> _DATA SUPPLIED_
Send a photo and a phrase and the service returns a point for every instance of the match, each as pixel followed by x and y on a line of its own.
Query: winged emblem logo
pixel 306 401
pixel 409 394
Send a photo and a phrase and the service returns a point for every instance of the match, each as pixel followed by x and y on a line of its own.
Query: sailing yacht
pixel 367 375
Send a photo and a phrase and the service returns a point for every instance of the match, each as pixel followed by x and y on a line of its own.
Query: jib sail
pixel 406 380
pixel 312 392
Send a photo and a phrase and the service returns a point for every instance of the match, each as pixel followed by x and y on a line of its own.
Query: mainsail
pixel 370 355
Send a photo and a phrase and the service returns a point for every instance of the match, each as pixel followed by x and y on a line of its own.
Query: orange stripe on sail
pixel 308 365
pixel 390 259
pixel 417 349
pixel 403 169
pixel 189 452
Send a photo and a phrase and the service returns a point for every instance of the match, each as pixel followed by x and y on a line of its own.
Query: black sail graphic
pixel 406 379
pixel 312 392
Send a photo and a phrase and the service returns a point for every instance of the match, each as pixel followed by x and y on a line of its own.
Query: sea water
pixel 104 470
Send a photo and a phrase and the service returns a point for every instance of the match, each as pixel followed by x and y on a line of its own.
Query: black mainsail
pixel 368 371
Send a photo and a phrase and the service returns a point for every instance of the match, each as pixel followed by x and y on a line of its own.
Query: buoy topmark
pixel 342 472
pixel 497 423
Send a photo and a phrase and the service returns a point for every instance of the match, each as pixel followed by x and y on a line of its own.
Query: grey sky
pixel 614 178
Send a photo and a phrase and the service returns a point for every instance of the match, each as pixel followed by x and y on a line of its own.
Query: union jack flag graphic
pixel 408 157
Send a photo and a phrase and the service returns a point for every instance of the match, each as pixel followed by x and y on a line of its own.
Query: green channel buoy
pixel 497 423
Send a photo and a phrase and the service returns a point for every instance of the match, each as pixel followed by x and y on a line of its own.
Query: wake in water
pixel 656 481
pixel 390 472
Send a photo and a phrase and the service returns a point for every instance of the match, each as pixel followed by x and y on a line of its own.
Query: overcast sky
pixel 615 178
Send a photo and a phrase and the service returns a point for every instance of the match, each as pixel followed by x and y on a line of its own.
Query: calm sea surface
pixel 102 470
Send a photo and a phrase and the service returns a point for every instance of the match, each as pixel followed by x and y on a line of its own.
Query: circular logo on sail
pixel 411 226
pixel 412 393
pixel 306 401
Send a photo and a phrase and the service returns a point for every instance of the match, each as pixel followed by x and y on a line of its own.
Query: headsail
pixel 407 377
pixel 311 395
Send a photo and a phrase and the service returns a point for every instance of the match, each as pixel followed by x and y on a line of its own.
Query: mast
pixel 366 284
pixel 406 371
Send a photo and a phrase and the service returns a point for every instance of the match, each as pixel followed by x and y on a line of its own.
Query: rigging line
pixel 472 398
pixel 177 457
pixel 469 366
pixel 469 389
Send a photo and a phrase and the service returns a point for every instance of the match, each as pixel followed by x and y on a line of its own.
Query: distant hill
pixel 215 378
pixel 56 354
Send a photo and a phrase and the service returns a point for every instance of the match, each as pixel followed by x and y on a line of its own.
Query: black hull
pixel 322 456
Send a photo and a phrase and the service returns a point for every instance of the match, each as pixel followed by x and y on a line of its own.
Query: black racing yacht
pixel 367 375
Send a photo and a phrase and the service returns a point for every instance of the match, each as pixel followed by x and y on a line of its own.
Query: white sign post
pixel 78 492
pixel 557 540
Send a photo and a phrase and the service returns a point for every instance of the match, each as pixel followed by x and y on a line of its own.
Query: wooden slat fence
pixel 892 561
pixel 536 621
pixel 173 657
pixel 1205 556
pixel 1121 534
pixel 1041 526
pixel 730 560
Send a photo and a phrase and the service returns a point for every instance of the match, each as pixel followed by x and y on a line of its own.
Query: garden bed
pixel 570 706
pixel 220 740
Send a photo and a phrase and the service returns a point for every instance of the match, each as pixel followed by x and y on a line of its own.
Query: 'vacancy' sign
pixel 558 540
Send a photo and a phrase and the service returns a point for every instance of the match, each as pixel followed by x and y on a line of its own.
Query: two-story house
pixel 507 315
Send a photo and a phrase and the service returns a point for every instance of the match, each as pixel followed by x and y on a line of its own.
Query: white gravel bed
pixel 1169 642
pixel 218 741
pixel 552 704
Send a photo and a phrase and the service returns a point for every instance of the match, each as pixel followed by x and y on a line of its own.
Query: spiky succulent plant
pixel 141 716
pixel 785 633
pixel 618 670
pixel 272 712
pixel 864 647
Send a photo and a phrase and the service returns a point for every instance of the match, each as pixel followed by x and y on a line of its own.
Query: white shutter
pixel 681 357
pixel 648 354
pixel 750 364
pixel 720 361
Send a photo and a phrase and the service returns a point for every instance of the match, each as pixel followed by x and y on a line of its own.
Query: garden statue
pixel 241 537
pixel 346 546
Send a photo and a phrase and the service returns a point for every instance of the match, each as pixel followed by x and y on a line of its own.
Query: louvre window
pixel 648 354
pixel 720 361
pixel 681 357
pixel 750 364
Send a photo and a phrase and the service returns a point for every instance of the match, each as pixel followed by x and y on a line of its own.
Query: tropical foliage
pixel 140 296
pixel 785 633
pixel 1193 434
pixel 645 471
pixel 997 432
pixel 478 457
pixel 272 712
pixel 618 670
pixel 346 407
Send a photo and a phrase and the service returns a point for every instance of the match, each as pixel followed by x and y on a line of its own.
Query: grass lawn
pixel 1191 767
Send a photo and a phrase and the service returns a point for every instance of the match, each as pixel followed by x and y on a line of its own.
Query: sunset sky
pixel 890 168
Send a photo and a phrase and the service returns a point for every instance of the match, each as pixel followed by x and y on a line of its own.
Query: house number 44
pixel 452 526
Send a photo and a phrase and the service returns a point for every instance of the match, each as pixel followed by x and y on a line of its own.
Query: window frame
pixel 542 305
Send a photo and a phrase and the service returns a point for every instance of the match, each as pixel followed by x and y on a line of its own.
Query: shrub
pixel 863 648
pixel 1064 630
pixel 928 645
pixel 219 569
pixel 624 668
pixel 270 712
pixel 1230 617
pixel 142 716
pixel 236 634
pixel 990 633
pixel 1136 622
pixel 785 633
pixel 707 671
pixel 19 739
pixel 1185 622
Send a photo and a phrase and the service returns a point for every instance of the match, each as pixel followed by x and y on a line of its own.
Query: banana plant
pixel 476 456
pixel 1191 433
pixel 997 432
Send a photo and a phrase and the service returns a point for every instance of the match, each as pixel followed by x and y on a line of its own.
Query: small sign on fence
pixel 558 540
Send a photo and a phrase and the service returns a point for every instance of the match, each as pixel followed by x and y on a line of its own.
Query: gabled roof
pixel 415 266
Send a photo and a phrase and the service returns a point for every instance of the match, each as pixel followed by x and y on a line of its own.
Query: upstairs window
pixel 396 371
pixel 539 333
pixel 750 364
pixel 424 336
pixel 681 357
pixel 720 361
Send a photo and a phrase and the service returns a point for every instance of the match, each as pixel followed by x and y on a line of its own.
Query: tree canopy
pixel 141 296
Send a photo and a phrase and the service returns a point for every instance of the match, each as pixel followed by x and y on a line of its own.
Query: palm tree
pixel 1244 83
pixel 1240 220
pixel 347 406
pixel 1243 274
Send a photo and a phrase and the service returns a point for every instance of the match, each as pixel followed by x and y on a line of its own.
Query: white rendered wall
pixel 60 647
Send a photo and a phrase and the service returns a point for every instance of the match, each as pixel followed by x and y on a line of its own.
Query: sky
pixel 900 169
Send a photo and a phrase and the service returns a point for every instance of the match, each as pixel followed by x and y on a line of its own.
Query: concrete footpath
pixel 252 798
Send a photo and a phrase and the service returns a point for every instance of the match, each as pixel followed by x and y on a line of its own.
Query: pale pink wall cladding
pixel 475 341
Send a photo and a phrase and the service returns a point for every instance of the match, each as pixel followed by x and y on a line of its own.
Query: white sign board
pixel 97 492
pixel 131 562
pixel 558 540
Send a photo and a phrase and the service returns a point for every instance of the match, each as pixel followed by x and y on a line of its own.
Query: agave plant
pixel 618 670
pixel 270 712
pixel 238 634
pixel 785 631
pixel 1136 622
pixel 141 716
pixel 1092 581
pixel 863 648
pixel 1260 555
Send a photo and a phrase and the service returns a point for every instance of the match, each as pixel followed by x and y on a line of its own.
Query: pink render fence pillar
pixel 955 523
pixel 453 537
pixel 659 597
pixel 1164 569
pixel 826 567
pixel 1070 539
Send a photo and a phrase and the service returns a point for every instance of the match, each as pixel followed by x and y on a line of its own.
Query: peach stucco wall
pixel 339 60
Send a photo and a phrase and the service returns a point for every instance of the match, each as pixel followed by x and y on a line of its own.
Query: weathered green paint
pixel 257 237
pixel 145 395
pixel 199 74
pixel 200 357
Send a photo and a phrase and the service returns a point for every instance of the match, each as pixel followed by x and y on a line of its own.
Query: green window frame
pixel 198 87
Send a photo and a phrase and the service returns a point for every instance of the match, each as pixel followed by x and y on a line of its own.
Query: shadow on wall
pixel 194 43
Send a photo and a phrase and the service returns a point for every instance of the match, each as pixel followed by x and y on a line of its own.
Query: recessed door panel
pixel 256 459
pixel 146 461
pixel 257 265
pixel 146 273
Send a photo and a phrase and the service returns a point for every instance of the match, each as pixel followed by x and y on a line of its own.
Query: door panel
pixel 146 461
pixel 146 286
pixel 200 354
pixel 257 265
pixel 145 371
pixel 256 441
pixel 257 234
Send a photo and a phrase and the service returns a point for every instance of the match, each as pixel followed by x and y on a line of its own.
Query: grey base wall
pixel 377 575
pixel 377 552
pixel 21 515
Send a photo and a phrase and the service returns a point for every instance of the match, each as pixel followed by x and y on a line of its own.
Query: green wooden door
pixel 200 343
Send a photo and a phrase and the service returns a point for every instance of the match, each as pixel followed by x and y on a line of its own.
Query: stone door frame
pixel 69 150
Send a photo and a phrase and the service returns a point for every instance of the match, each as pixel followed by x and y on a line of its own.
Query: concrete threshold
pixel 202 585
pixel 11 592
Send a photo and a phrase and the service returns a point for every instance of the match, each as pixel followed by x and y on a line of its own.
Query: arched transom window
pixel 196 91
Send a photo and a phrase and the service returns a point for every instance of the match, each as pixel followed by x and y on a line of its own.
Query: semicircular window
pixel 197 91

> _WORK TO BE COMPLETED_
Put the data, from its first line through the line containing "pixel 189 452", into a numbered list that includes both end lines and leaves out any blank lines.

> _EXERCISE RESULT_
1. Send a photo and a phrase and the service returns a point for every instance of the match, each as pixel followed by x and y on a line of its own.
2. Query: winged emblem logo
3. pixel 306 401
4. pixel 409 394
5. Send a photo and a phrase and the service returns a point for every instance of the match, each as pixel followed by x and y on a line of its own.
6. Query: sailing yacht
7. pixel 367 375
8. Send a photo and a phrase and the service returns a point for every instance of the match, each as pixel followed by x and y on a line of its own.
9. Query: jib sail
10. pixel 406 380
11. pixel 312 392
12. Send a photo and a phrase and the service returns a point for every instance of the match, each as pixel followed by x and y on a line of its own.
13. Query: mainsail
14. pixel 370 355
15. Send a photo and a phrase and the service returns a point for every instance of the match, each as pixel followed by x and y on a line of its own.
16. Query: orange stripe on sail
17. pixel 308 365
18. pixel 390 259
19. pixel 417 349
20. pixel 403 169
21. pixel 189 452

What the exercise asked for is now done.